Таким образом, марксизм для меня - это прежде всего философия, т.е. определенный метод научного исследования явлений мира вообще, общественных явлений в частности. Этот метод представляется мне наилучшим из всех существующих. Равного ему я не знаю. Он прекрасно работает и позволяет давать ответ на такие вопросы, с которыми не может сладить никакой другой метод. В частности, он дает возможность правильно подойти к вoпpocу о сущности человека.

Марксизм и проблема сущности человека.

Как уже указывалось, Э. Геллнер считает, что в марксизме единственным обоснованием необходимости коммунистического переустройства капиталистического общества является идея первобытного коммунизма. Выше уже было показано, что в действительности основоположники марксизма никогда такого взгляда не придерживались. В результате Э. Геллнеру ничего другого не остается, кроме как самому создать подобного рода концепцию и приписать ее марксизму. Коротко суть ее в следующем.

Возникновение первобытного коммунизма было одновременно формированием сущности человека. Человек возник как существо коммунистическое. В этом заключена его самая глубокая сущность, его "родовая сущность", которая остается абсолютной и неизменной. Понятие абсолютной и неизменной "родовой сущности" человека играет огромную роль в марксистском учении. "Это понятие, - пишет Э. Геллнер, - основной источник морального содержания и авторитета марксизма" (с. 49).

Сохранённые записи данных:
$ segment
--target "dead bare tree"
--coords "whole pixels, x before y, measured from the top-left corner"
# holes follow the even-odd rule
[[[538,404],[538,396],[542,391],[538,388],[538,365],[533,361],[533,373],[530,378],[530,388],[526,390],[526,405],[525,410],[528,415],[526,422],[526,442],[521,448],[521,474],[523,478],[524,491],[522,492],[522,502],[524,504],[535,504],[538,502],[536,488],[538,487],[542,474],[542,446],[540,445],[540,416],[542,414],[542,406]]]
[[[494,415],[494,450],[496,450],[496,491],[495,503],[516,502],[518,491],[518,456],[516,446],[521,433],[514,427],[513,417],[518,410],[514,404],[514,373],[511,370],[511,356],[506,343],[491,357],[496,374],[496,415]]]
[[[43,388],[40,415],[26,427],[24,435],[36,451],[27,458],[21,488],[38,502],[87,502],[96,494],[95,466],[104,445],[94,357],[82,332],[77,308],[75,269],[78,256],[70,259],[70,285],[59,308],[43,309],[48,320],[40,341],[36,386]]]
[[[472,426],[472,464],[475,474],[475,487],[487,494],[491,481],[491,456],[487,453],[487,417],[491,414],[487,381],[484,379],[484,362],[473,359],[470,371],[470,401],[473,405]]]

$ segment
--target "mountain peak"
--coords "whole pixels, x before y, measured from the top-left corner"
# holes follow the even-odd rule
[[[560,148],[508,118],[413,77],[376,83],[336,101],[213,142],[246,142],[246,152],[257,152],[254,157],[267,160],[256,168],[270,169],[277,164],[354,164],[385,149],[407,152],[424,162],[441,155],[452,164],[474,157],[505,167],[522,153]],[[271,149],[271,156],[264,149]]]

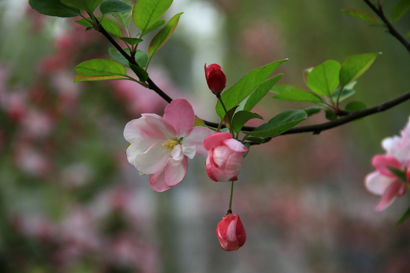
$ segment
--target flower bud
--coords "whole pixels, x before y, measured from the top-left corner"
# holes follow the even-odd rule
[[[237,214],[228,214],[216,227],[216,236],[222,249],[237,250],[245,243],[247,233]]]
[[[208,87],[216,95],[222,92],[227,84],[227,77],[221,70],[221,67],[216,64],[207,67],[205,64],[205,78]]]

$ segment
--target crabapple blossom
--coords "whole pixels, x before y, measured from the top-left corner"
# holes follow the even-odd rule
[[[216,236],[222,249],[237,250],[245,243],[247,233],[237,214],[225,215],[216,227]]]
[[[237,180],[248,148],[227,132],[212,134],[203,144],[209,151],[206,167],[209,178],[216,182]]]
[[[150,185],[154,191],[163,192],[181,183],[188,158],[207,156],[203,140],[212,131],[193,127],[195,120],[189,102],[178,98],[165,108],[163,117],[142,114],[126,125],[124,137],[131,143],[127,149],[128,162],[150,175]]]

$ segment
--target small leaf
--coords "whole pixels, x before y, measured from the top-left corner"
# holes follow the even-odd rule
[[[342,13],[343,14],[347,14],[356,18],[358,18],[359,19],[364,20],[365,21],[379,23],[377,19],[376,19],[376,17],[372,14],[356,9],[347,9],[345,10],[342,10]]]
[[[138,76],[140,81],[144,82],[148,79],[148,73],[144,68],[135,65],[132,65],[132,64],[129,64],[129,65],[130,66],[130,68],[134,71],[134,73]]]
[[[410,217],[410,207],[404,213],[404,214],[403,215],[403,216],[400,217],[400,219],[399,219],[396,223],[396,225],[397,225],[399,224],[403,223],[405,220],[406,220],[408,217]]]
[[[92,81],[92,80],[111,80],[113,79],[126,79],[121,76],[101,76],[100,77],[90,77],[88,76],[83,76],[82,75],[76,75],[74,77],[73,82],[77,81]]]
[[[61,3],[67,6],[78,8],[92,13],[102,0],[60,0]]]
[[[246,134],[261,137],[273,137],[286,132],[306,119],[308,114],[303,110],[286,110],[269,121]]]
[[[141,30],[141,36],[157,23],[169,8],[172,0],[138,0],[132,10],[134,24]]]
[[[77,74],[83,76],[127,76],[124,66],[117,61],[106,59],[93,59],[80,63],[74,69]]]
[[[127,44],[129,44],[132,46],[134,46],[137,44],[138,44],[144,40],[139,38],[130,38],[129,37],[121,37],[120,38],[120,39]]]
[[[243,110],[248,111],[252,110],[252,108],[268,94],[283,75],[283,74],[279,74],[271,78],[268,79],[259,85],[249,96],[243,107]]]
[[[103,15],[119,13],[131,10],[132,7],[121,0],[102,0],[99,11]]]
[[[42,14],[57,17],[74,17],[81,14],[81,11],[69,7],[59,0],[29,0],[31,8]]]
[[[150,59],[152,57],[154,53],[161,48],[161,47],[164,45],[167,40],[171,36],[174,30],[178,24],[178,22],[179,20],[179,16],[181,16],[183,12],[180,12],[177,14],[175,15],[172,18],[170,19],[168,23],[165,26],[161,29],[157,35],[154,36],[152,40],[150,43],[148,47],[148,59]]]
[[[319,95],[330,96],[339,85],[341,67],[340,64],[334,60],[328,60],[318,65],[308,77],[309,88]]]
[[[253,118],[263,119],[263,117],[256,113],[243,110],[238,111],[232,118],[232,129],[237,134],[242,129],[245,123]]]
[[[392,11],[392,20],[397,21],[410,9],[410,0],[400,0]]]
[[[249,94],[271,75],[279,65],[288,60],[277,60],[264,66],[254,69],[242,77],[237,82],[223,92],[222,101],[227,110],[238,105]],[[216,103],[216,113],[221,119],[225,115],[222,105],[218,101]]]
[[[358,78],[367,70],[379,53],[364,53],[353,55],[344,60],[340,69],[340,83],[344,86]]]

== Задание ==
Определите, соответствуют ли отрывку о марксизме следующие утверждения. Для каждого ответьте «да» или «нет» и дословно приведите решающие слова отрывка.
1. Автору известен метод, равный марксизму.
2. По словам Э. Геллнера, понятие «родовой сущности» человека является основным источником морального содержания и авторитета марксизма.
3. Основоположники марксизма придерживались взгляда, что единственным обоснованием коммунистического переустройства служит идея первобытного коммунизма.

== Ответ ==
1. Нет: «Равного ему я не знаю».
2. Да: «основной источник морального содержания и авторитета марксизма».
3. Нет: «в действительности основоположники марксизма никогда такого взгляда не придерживались».